#### What is expected
Reproduce the items below, replacing every "pixel coordinates" with "pixel positions" and leaving everything else as it is.

= = =

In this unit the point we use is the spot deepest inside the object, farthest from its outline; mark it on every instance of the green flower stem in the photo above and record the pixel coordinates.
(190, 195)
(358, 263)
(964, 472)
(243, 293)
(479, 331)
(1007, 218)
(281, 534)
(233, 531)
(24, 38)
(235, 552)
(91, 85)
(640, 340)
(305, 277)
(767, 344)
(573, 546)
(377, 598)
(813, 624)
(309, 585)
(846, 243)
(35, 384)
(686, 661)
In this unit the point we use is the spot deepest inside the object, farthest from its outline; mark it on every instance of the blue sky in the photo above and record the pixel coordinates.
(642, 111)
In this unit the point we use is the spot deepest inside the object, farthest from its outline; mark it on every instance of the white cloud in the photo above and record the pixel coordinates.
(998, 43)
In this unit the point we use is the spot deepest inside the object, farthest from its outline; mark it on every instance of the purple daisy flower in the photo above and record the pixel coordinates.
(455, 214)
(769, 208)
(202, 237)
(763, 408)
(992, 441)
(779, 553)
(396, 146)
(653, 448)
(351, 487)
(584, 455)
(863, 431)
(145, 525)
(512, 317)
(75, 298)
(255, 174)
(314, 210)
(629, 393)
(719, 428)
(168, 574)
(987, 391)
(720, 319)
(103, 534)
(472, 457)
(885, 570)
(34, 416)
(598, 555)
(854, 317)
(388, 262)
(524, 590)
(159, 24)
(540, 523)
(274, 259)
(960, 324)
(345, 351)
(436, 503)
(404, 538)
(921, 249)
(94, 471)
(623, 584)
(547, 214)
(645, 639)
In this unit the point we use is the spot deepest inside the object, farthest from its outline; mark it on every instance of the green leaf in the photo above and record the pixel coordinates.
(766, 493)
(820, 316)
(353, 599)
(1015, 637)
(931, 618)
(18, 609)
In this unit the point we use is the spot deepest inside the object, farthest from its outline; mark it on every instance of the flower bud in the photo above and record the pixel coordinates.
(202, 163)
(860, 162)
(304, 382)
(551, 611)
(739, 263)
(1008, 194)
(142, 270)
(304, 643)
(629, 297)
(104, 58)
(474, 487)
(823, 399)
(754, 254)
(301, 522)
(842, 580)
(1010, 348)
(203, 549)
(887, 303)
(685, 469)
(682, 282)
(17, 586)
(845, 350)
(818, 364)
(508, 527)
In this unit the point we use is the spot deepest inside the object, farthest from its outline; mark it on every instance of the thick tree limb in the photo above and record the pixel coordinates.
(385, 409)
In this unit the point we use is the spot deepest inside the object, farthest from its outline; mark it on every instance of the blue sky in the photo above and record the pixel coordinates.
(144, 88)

= = =

#### Response to the exercise
In this unit the point we use is the spot deepest inside the object, farthest from its outline; mark it on every instance of the green flower stem in the photo above and record the pixel positions.
(190, 195)
(358, 263)
(964, 472)
(243, 293)
(479, 331)
(1007, 218)
(281, 534)
(233, 531)
(24, 38)
(235, 552)
(91, 85)
(640, 340)
(305, 277)
(767, 344)
(573, 546)
(377, 598)
(813, 624)
(309, 585)
(846, 243)
(35, 384)
(686, 661)
In this unit the point we use is the spot deepest inside the object, farthest from its outline; mark it on every instance of the blue sky in the photo above and record the pixel positions.
(642, 111)
In this unit the point we use is the spot deepest inside the object, farthest from its outline; mark it on every instance of the white cloud in the photo above and record the pixel positions.
(998, 43)
In this unit the point we use is the spot deepest inside the object, farthest from its outline; mark it on every instance of the purple daisy flower in the photo above and record the pixel positions.
(455, 214)
(769, 208)
(202, 237)
(763, 408)
(992, 441)
(779, 553)
(396, 146)
(653, 448)
(351, 487)
(584, 455)
(863, 431)
(145, 525)
(512, 317)
(75, 298)
(255, 174)
(314, 210)
(629, 393)
(719, 428)
(168, 574)
(987, 391)
(720, 319)
(103, 534)
(472, 457)
(885, 570)
(34, 416)
(598, 555)
(854, 317)
(388, 262)
(524, 590)
(159, 24)
(540, 523)
(274, 259)
(960, 324)
(345, 351)
(436, 503)
(404, 538)
(921, 249)
(94, 471)
(623, 584)
(547, 214)
(645, 639)
In this unit the point we use is the spot deepest inside the object, farthest from its outline; mark it on every instance of the green leaf in the photo above and record the pixel positions.
(766, 493)
(820, 316)
(353, 599)
(1015, 637)
(931, 618)
(18, 609)
In this unit the point we use is the spot deepest inside the object, farthest from its outline; mark it on every instance of the flower bud in the photo above and record the pixel positions.
(202, 163)
(860, 162)
(304, 382)
(551, 611)
(739, 263)
(1008, 194)
(142, 270)
(304, 643)
(629, 297)
(104, 58)
(474, 487)
(823, 399)
(754, 254)
(301, 522)
(842, 580)
(1010, 348)
(203, 549)
(887, 303)
(685, 469)
(682, 282)
(17, 586)
(845, 350)
(818, 364)
(508, 527)
In this unit the point we use is the spot deepest inside the object, farthest from its outline; mark it on every instance of the thick tree limb in the photo above and record the pixel positions.
(385, 409)
In this unit the point we use is the spot deepest inside the object, farthest from its outline; mark it on every instance of the blue sky in the photo above and record the pixel positions.
(144, 88)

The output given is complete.